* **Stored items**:
━━━━
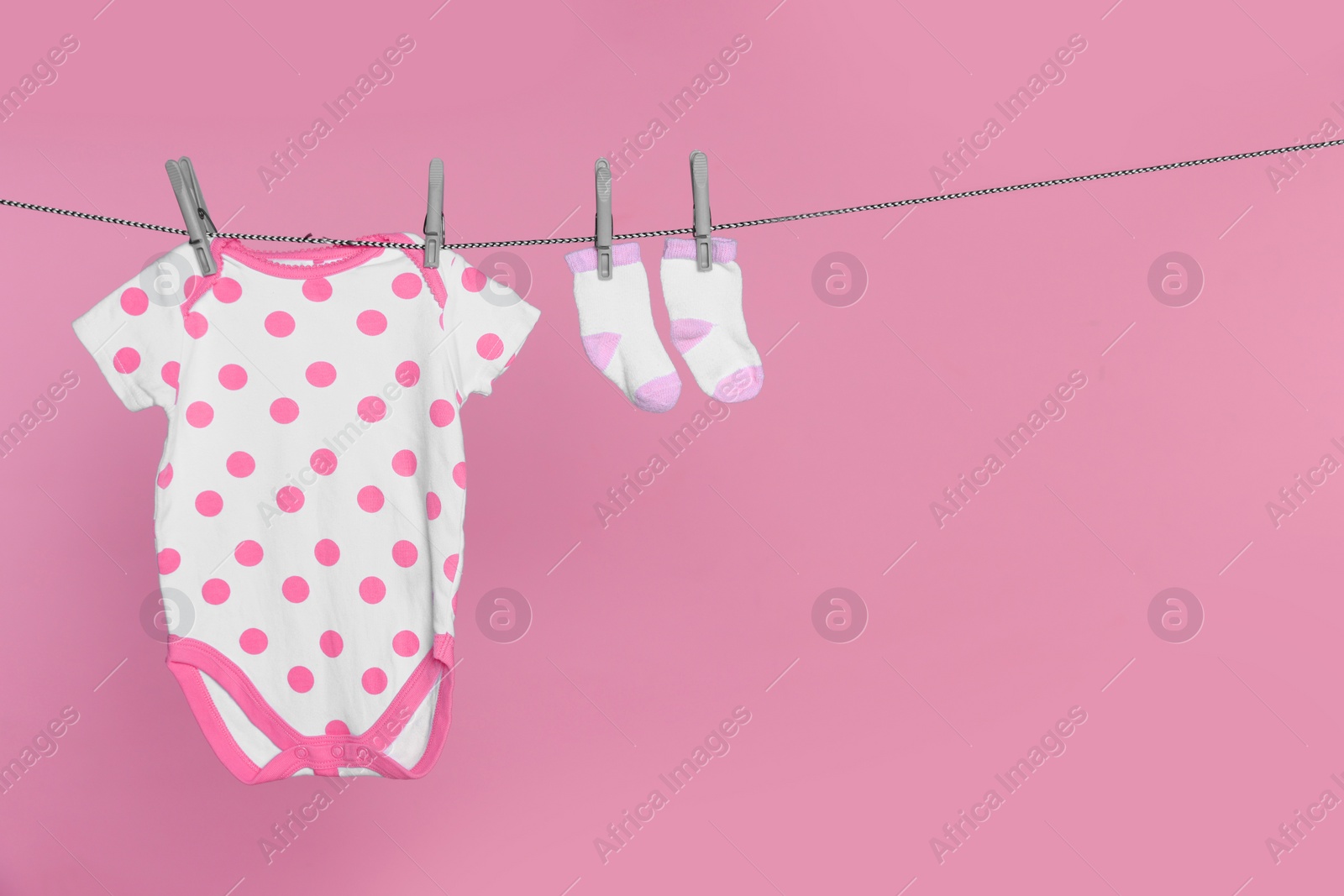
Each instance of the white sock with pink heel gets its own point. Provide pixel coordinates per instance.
(617, 328)
(707, 324)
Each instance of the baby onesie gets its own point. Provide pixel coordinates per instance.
(311, 493)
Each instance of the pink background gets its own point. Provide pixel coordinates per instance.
(699, 598)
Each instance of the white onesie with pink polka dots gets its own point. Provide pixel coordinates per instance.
(309, 506)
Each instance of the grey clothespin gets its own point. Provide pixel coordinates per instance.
(602, 238)
(181, 175)
(701, 190)
(434, 215)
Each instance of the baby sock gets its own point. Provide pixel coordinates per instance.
(707, 324)
(617, 328)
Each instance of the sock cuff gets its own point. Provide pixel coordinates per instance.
(723, 250)
(586, 258)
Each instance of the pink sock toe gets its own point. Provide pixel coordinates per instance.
(739, 385)
(659, 394)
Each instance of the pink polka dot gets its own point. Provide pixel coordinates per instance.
(490, 347)
(289, 499)
(374, 680)
(373, 590)
(208, 504)
(474, 280)
(214, 591)
(284, 410)
(407, 374)
(318, 289)
(199, 414)
(300, 679)
(405, 553)
(239, 464)
(331, 644)
(371, 499)
(371, 409)
(253, 641)
(295, 589)
(327, 553)
(228, 291)
(323, 463)
(134, 301)
(371, 322)
(168, 560)
(248, 553)
(320, 374)
(195, 324)
(403, 463)
(441, 412)
(232, 376)
(407, 285)
(125, 360)
(405, 644)
(280, 324)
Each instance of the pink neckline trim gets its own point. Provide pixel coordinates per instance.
(324, 754)
(327, 259)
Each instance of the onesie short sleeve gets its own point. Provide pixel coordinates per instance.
(138, 343)
(486, 322)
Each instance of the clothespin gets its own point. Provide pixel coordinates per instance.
(602, 238)
(701, 190)
(434, 215)
(194, 212)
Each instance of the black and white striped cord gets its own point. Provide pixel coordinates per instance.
(558, 241)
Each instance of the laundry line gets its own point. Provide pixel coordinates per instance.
(559, 241)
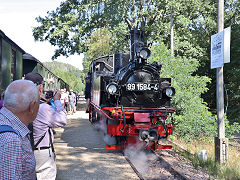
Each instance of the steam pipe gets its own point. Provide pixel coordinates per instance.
(124, 119)
(166, 129)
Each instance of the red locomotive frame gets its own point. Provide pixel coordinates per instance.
(142, 119)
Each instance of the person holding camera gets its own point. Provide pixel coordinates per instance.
(51, 114)
(21, 102)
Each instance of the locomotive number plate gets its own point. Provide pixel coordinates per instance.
(141, 87)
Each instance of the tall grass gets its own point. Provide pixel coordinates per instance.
(229, 171)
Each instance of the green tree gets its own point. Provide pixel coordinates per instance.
(71, 25)
(194, 119)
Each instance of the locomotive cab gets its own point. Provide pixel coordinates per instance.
(130, 97)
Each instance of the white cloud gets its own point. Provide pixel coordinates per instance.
(17, 18)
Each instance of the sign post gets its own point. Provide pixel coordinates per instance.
(218, 53)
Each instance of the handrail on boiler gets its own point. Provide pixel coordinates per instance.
(99, 109)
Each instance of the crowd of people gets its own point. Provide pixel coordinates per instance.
(28, 116)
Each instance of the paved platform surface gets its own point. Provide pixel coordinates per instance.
(81, 154)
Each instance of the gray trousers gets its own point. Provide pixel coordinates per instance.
(46, 168)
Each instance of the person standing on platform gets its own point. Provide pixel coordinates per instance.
(21, 104)
(88, 81)
(72, 101)
(51, 115)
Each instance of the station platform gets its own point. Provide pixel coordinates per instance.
(81, 154)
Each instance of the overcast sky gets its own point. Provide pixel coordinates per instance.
(17, 18)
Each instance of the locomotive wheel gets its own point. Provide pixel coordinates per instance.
(95, 116)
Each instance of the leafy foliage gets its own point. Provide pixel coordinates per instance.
(193, 119)
(96, 27)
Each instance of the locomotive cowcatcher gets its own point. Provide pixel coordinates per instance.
(130, 99)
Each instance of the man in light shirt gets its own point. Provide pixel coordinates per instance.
(51, 115)
(21, 103)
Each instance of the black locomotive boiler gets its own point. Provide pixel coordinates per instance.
(130, 97)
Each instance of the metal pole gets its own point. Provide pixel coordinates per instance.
(221, 142)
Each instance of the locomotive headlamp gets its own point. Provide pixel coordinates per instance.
(144, 53)
(111, 88)
(169, 91)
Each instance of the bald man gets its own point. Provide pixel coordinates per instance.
(21, 104)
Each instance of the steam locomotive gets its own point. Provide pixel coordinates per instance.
(130, 98)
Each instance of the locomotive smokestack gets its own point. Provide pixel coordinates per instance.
(136, 43)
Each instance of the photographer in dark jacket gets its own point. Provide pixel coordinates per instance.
(88, 81)
(50, 115)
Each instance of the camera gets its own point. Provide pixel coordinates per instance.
(49, 95)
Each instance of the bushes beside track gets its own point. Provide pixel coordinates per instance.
(194, 120)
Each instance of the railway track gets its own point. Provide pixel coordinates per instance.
(151, 165)
(162, 164)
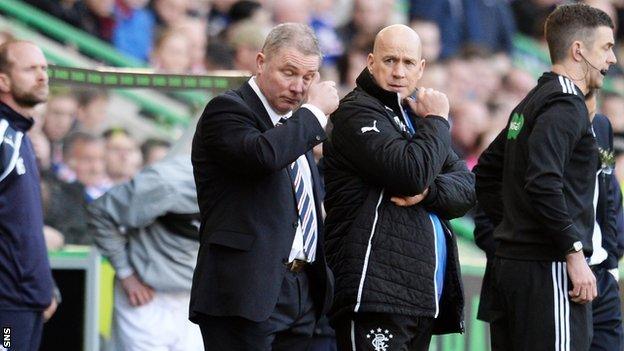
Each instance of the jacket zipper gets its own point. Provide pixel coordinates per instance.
(368, 250)
(435, 272)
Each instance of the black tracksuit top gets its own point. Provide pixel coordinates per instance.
(536, 180)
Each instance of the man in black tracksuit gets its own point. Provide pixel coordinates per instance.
(606, 314)
(536, 183)
(606, 311)
(394, 258)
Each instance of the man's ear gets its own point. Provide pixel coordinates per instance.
(577, 51)
(370, 60)
(422, 64)
(5, 83)
(260, 62)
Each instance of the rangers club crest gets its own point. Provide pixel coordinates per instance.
(380, 339)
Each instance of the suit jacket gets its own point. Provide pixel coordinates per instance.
(247, 204)
(609, 210)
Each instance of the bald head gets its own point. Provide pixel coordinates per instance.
(23, 75)
(398, 36)
(396, 62)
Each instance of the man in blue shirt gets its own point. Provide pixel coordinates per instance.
(25, 276)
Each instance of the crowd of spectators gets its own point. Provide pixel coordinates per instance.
(470, 47)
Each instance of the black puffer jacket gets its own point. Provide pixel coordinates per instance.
(384, 256)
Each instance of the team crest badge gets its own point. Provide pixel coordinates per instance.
(380, 339)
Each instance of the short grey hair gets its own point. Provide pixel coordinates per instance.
(292, 35)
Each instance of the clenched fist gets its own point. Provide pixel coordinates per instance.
(429, 102)
(323, 95)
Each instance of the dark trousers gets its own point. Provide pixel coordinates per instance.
(289, 327)
(531, 310)
(24, 329)
(607, 315)
(383, 331)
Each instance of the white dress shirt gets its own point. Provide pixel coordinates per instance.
(296, 252)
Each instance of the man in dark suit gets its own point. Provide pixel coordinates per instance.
(261, 280)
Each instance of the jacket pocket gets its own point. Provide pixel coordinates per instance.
(234, 240)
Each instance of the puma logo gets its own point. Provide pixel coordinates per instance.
(368, 129)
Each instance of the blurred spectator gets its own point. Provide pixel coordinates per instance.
(64, 210)
(246, 39)
(530, 15)
(429, 33)
(324, 28)
(123, 155)
(196, 32)
(218, 19)
(219, 57)
(149, 230)
(613, 107)
(66, 10)
(134, 28)
(297, 11)
(97, 18)
(5, 36)
(353, 62)
(249, 10)
(170, 13)
(172, 52)
(41, 147)
(154, 150)
(92, 110)
(369, 16)
(486, 23)
(469, 122)
(59, 118)
(84, 155)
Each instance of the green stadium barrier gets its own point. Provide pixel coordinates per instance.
(86, 43)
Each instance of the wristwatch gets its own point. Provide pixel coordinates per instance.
(576, 247)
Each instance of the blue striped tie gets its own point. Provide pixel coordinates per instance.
(305, 206)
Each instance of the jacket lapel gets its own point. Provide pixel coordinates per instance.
(255, 104)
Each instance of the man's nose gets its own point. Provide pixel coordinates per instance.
(398, 70)
(297, 86)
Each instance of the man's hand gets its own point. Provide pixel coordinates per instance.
(406, 201)
(137, 292)
(429, 102)
(49, 311)
(323, 95)
(583, 280)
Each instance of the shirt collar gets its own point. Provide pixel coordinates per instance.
(18, 121)
(275, 117)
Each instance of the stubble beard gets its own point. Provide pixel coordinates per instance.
(29, 99)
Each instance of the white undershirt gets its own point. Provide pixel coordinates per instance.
(296, 252)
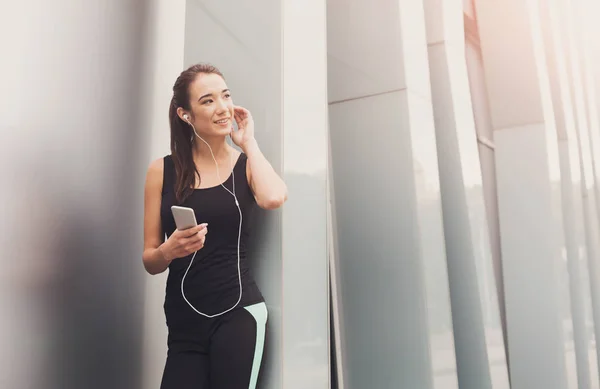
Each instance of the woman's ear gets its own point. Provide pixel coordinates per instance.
(183, 115)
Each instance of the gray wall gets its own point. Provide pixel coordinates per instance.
(71, 153)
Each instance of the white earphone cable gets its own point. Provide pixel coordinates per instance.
(239, 232)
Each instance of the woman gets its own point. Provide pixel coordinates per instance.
(215, 313)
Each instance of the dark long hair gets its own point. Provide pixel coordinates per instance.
(182, 134)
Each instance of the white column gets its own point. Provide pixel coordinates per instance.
(393, 280)
(163, 62)
(529, 196)
(480, 351)
(573, 45)
(555, 33)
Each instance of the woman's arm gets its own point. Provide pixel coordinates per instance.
(153, 258)
(269, 189)
(158, 254)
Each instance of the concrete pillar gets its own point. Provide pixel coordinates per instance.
(393, 280)
(529, 197)
(163, 61)
(480, 354)
(553, 25)
(573, 45)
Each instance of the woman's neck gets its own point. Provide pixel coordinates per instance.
(220, 149)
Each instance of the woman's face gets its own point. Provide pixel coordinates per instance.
(211, 106)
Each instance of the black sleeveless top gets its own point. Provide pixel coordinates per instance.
(212, 283)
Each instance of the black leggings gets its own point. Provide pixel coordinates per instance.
(227, 354)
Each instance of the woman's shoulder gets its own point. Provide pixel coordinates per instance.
(154, 175)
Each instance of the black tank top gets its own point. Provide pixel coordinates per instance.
(212, 283)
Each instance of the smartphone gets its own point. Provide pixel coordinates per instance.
(184, 217)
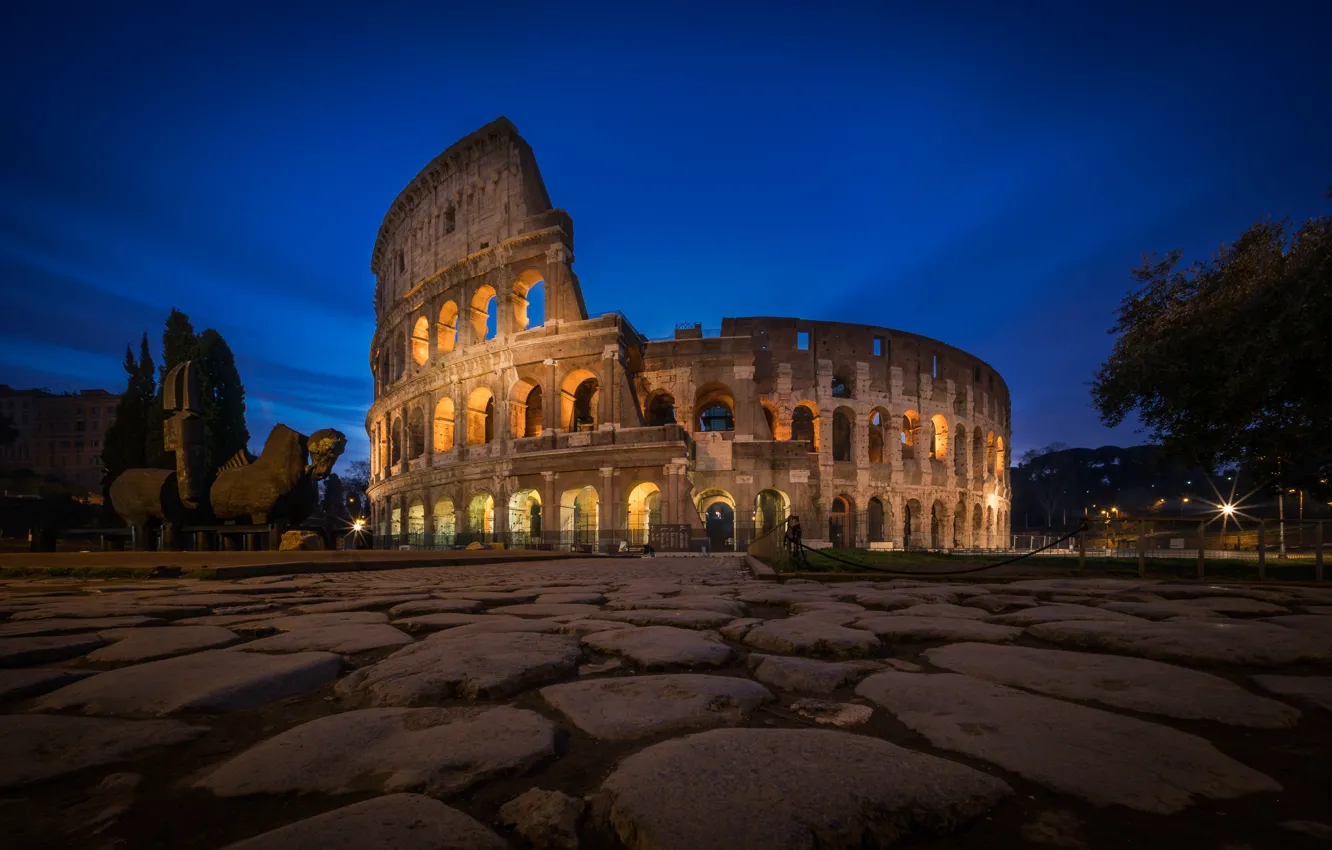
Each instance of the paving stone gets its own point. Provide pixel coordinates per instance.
(1098, 756)
(683, 618)
(1316, 689)
(217, 680)
(737, 629)
(1207, 606)
(437, 606)
(73, 625)
(1191, 641)
(939, 609)
(786, 789)
(268, 625)
(40, 746)
(806, 674)
(548, 820)
(1059, 613)
(813, 637)
(36, 681)
(342, 638)
(893, 625)
(1135, 684)
(393, 821)
(661, 646)
(839, 714)
(472, 666)
(626, 708)
(135, 645)
(44, 649)
(434, 752)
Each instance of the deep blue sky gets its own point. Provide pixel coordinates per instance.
(979, 172)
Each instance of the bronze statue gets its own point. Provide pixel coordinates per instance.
(277, 486)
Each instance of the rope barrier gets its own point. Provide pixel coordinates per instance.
(975, 569)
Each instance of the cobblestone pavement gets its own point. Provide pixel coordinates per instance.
(658, 704)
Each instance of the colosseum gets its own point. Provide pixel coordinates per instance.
(502, 412)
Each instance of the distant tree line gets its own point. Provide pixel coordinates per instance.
(135, 438)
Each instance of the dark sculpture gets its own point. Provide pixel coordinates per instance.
(277, 486)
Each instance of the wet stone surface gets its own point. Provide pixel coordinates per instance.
(667, 702)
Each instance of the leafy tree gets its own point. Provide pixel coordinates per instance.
(125, 442)
(8, 433)
(1223, 361)
(224, 401)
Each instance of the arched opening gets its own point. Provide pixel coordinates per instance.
(841, 387)
(842, 420)
(416, 433)
(938, 521)
(770, 509)
(938, 437)
(715, 407)
(911, 520)
(444, 520)
(481, 517)
(421, 340)
(525, 409)
(878, 421)
(877, 520)
(484, 312)
(416, 520)
(481, 413)
(396, 441)
(718, 512)
(444, 424)
(580, 516)
(661, 409)
(841, 522)
(645, 512)
(578, 396)
(529, 301)
(525, 517)
(446, 332)
(805, 425)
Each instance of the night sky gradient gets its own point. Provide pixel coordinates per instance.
(983, 173)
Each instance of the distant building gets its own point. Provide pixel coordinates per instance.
(60, 436)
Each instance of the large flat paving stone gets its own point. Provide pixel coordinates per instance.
(787, 789)
(135, 645)
(45, 648)
(43, 746)
(1191, 641)
(216, 680)
(662, 646)
(1059, 613)
(1135, 684)
(902, 628)
(626, 708)
(806, 674)
(1316, 689)
(681, 617)
(342, 638)
(1098, 756)
(472, 666)
(436, 752)
(811, 636)
(392, 822)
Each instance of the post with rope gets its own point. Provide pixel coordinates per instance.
(1202, 548)
(1082, 545)
(1262, 549)
(1142, 548)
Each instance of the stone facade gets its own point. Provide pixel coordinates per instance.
(556, 429)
━━━━
* **WRITTEN INSTRUCTION**:
Everything from the line containing "Each instance of the bronze" to the last line of the entries above should be quoted exactly, and only that.

* **ANSWER TO THIS PROBLEM**:
Each instance of the bronze statue gets its own point. Provide pixel coordinates per instance.
(277, 486)
Each instance of the rope barrier gets its own point. Provide pixel coordinates per instance.
(975, 569)
Each instance of the cobblestone pavement gets its own point. Provide pixel coordinates per instance.
(658, 704)
Each instance of the colosseum gets its own point. Provide pixel coordinates per instance.
(502, 412)
Each instance of the distant tree line gets its own point. Provide pixel coordinates per instance.
(135, 438)
Each instance of the dark sculpture gets its own point. Provide pixel coordinates per instance.
(277, 486)
Each instance of the wet stone surface gets its own point. Provide pixel coordinates per instance.
(667, 702)
Each instance of the leafy tree gets its own point. Provide pixel coordinates per instance.
(125, 442)
(8, 433)
(1223, 361)
(224, 401)
Each instance of the arched opening gets its own point. Provide pixel coordinates per instance.
(841, 387)
(842, 420)
(416, 433)
(938, 521)
(770, 509)
(938, 437)
(715, 407)
(911, 520)
(444, 520)
(481, 517)
(421, 340)
(525, 409)
(878, 421)
(877, 520)
(484, 312)
(416, 520)
(481, 413)
(396, 441)
(718, 512)
(444, 424)
(580, 516)
(661, 409)
(841, 522)
(645, 512)
(578, 396)
(529, 301)
(525, 517)
(446, 332)
(805, 425)
Each instance of the night sky gradient gets its own point. Provide pixel coordinates per instance.
(983, 173)
Each instance of the distant building gets its own point. Provide pixel coordinates per instance.
(60, 436)
Each instance of the large flat paving stone gets its own point. Provide pixel coordinates per instance.
(787, 789)
(135, 645)
(45, 648)
(43, 746)
(1191, 641)
(216, 680)
(662, 646)
(1059, 613)
(1135, 684)
(902, 628)
(626, 708)
(806, 674)
(1316, 689)
(681, 617)
(342, 638)
(1098, 756)
(472, 666)
(436, 752)
(811, 636)
(392, 822)
Each instance of the post with rope gets its own point. Provide pixel coordinates per instance.
(1202, 548)
(1082, 545)
(1262, 549)
(1142, 548)
Each instance of the stone facade gets its own point. Provide pixel coordinates per instance.
(556, 429)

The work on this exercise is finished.